+++ Data for the task
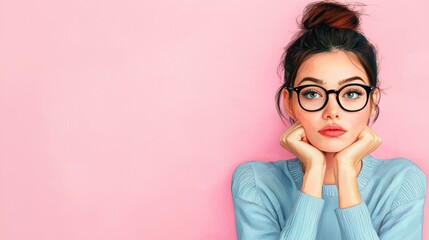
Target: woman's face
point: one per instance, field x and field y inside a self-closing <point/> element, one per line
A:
<point x="328" y="69"/>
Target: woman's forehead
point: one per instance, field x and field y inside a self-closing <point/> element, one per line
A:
<point x="331" y="68"/>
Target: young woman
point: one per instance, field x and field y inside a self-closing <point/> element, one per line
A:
<point x="334" y="189"/>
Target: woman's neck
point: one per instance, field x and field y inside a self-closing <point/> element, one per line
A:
<point x="329" y="177"/>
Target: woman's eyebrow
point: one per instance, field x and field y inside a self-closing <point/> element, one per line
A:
<point x="319" y="81"/>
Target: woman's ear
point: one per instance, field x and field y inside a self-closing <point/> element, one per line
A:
<point x="375" y="99"/>
<point x="288" y="104"/>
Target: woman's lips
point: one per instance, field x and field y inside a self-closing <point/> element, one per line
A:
<point x="332" y="131"/>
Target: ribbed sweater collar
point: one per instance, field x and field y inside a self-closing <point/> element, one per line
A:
<point x="295" y="169"/>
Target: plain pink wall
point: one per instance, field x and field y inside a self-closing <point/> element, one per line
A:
<point x="126" y="119"/>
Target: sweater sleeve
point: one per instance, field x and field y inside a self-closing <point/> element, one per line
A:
<point x="255" y="222"/>
<point x="403" y="221"/>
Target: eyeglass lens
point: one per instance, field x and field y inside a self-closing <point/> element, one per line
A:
<point x="351" y="97"/>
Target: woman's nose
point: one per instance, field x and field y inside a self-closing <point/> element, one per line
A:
<point x="332" y="108"/>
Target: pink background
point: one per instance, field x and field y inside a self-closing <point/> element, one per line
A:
<point x="126" y="119"/>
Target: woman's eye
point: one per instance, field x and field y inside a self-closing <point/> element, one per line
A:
<point x="311" y="94"/>
<point x="353" y="94"/>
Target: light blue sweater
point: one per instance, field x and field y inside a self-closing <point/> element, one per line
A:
<point x="269" y="205"/>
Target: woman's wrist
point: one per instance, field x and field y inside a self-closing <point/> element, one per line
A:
<point x="313" y="181"/>
<point x="348" y="187"/>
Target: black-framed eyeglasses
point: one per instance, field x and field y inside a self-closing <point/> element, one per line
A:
<point x="351" y="98"/>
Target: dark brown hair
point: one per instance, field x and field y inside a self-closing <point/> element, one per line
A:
<point x="327" y="26"/>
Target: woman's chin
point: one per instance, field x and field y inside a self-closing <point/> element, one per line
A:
<point x="331" y="148"/>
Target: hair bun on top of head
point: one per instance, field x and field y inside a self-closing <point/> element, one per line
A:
<point x="329" y="14"/>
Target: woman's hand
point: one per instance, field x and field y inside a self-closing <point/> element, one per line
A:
<point x="350" y="157"/>
<point x="295" y="141"/>
<point x="347" y="164"/>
++++++
Each record should appear again exactly as it stands, with no picture included.

**Completed task:**
Target: woman's face
point: one per instance, field x and field y inside a self-closing <point/> element, one per line
A:
<point x="328" y="69"/>
Target: woman's forehead
point: one per instance, field x and field y inside a self-closing <point/> element, one per line
A:
<point x="331" y="68"/>
Target: young woman
point: one per instance, field x and field y inside a self-closing <point/> element, one per line
A:
<point x="334" y="189"/>
Target: woman's neck
point: one per instance, field x and field y inside a self-closing <point/> element, one per line
A:
<point x="329" y="177"/>
Target: woman's eyebrow
point: one per instance, field x and field y inside a self-closing <point/> element, one per line
A:
<point x="319" y="81"/>
Target: woman's ear
point: one per instance, field x and field y inside a self-closing <point/> element, one per line
A:
<point x="375" y="99"/>
<point x="288" y="104"/>
Target: woman's lips
point: one per instance, field x and field y inside a self-closing <point/> element, one per line
A:
<point x="332" y="131"/>
Target: ribbed sweater collar
point: one per instance, field x and field y inside a self-closing <point/> element, one per line
A:
<point x="295" y="169"/>
Target: plain pink wall
point: one per instance, field x and field y inside a self-closing <point/> element, one per line
A:
<point x="126" y="119"/>
Target: sweater sleeve
point: one per instance, field x and field y inside a self-closing <point/> element, one per line
A:
<point x="255" y="222"/>
<point x="403" y="221"/>
Target: eyeglass lens
point: one per instance, field x and field y inside a self-closing <point/> element, one per line
A:
<point x="351" y="97"/>
Target: woman's nose
point: one per instance, field x and field y inside a self-closing <point/> element, one per line
A:
<point x="332" y="108"/>
Target: pink background
point: one per instance, field x and field y inside a self-closing <point/> element, one per line
A:
<point x="126" y="119"/>
Target: woman's eye
point: one per instance, field x and field y inside a self-closing <point/> element, one per line
A:
<point x="311" y="94"/>
<point x="353" y="94"/>
Target: light blue sweater
point: one per instance, field x and field y inside a self-closing <point/> element, one per line
A:
<point x="269" y="205"/>
Target: woman's wrist
point: one per instance, field x and field y inside a self-closing <point/> element, one per line
A:
<point x="313" y="181"/>
<point x="348" y="187"/>
Target: black-framed eyeglasses
point: one per instance, field x and field y inside a self-closing <point/> element, one per line
A:
<point x="351" y="98"/>
Target: dark brown hair
point: one per instance, field x and field y inside a self-closing <point/> element, one per line
A:
<point x="327" y="26"/>
Target: woman's chin
point: one per instance, field x and field y inside a self-closing <point/> element, one per line
A:
<point x="331" y="148"/>
Target: hair bun on top of head
point: one per instance, field x and field y inside a self-closing <point/> element, one per line
A:
<point x="329" y="14"/>
Target: woman's hand
point: one per instance, field x and field y inside a self-closing <point/> element, one per line
A:
<point x="350" y="157"/>
<point x="295" y="141"/>
<point x="347" y="164"/>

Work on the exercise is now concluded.